- _Provided passage_:
::::::::
Transportation Reauthorization Needs Long-Term Funding Solution

Summer 2012

The last multi-year transportation reauthorization, known as the Safe, Accountable, Flexible, Efficient Transportation Equity Act: A Legacy for Users (SAFETEA-LU), was originally passed as a bi-partisan bill in July of 2005. The reauthorization, which provided funding for our nation’s transportation projects, was widely seen at the time as a step in the right direction, though critics claimed that it was woefully underfunded to meet the growing needs of our infrastructure.

Fast forward to 2012, SAFETEA-LU, which has seen 10 extensions since it originally expired in August of 2009, still serves as the blueprint for the funding of our nation’s transportation needs. Despite calls by transportation experts that forecast a minimum need of $500 billion just to maintain and repair our existing infrastructure, Congress has yet to accept any substantial funding solutions that would come close to those projected costs.

Widely seen as a jobs creator and an engine for economic growth, increased investment for transportation projects has been championed by Democrats, Republicans and numerous business interests, including the U.S. Chamber of Commerce. Unfortunately, while there is wide spread agreement on the need for increased funding; there is little agreement on where that funding should come from.

The federal government pays for projects and programs authorized in the transportation bill from the Highway Trust Fund (HTF). The primary source of funding to support the HTF comes from the federal gas tax. When the HTF runs low on funds, Congress typically transfers large sums of money from the general fund to offset the disparity and keep it solvent. This has occurred several times in the past few years, underscoring the fact that the current gas tax is not capable of sustaining enough funds to solve the country’s transportation needs.

The two major proposals that have been debated in Congress to boost the coffers of the HTF are: 1) raising the federal gas tax; and 2) creating a new vehicle-miles-traveled tax. Both of these proposals, which have their own merits, are generally considered impossible lifts. Republicans have been adamant that new taxes to support infrastructure are non-starters for negotiations. With few other options on the table, Congress has been unable to pass a new, long-term transportation bill.

Rather than tackle this issue, Congress has repeatedly punted with a series of extensions. Lately, however, there has been increased political will to move forward with something that will provide a few years of certainty for new transportation projects. Being an election year, there is an increased desire to show the voting public that Congress can accomplish the business of the people. That being said, there are still more disagreements than solutions on how to move forward.
::::::::
- _Data_:
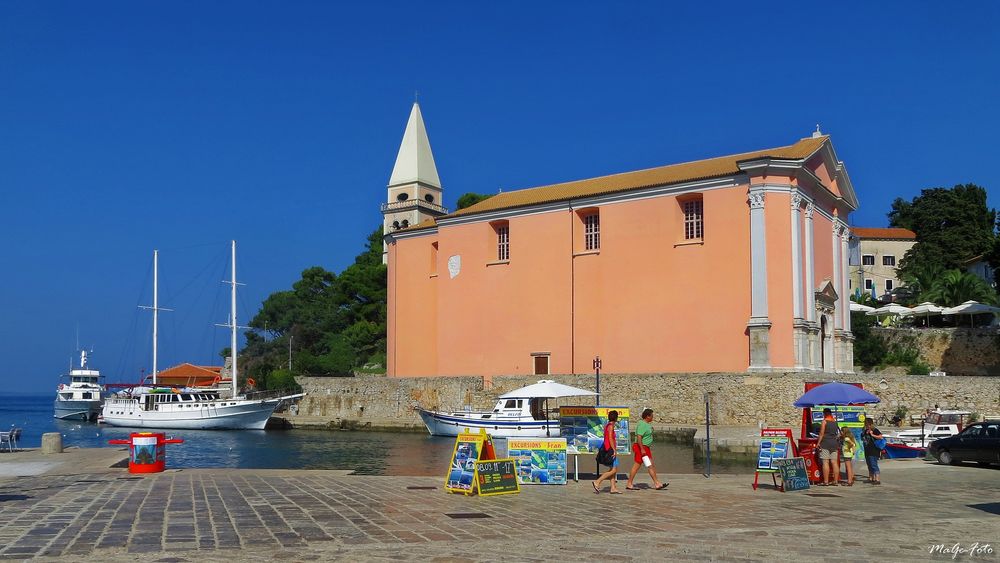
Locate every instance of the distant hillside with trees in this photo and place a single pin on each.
(333, 324)
(953, 225)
::::::::
- _Problem to work on_: Extract the stretch from "The federal government" through "country’s transportation needs." from the transportation funding article. The lines above are not required for this work.

- _Exercise result_:
The federal government pays for projects and programs authorized in the transportation bill from the Highway Trust Fund (HTF). The primary source of funding to support the HTF comes from the federal gas tax. When the HTF runs low on funds, Congress typically transfers large sums of money from the general fund to offset the disparity and keep it solvent. This has occurred several times in the past few years, underscoring the fact that the current gas tax is not capable of sustaining enough funds to solve the country’s transportation needs.